Print the entries below word for word, from their first line through the line containing "95 347 860 593", with that line included.
########################################
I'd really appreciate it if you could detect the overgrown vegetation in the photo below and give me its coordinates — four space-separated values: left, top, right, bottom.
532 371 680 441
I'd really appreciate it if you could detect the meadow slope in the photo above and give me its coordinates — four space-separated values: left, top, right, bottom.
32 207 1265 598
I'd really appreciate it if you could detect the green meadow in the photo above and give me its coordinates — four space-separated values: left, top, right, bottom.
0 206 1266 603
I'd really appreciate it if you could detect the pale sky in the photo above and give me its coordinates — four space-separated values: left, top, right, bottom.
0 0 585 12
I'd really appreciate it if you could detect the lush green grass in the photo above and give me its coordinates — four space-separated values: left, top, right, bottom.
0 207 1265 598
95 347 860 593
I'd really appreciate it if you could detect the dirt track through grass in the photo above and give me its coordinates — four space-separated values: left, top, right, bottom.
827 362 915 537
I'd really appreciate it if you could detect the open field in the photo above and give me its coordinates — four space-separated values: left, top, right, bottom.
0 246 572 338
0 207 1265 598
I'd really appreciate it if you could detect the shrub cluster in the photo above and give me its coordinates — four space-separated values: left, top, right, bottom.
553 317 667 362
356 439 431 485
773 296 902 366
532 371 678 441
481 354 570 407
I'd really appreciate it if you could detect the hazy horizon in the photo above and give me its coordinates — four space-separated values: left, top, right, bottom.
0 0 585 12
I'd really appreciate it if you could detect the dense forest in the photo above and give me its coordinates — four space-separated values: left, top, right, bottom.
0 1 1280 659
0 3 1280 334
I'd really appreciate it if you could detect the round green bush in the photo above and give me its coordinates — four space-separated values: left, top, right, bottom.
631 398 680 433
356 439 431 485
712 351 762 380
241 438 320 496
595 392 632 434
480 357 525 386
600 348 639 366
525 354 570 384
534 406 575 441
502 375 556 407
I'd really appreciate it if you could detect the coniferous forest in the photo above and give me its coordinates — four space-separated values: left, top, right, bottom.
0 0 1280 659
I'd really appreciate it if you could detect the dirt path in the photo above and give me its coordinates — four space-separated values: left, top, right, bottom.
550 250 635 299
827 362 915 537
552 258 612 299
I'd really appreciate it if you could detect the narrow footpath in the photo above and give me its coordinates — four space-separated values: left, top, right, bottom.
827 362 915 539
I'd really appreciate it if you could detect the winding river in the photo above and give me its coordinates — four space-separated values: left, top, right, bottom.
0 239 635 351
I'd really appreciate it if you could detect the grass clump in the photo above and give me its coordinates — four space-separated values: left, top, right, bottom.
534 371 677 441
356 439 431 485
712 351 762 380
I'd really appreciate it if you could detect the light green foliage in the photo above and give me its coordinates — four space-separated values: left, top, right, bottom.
########################################
> _Task solution_:
I'd really appreciate it if you could detect the overgrown vegetation in the photo below and give me its coordinates — four space-separated values: left, top, right, bottom.
532 371 680 441
I'd really appreciate it if you could detect the meadow slope in the photo above and give me its coordinates — four space-separated values: left, top, right, bottom.
32 207 1265 598
I'd really appreciate it if you could detect the green meadow in the photo above and give me its coordinates — four space-separated values: left, top, right, bottom.
0 206 1266 603
I'd really appreciate it if you could detect the pale sky in the photo above and give me its coordinates — four space-separated values: left, top, right, bottom.
0 0 585 12
I'd really appreciate it if you could detect the lush green grass in the photo above and give me its coordinates — four space-separated values: left, top, right, bottom.
0 207 1265 598
95 347 860 593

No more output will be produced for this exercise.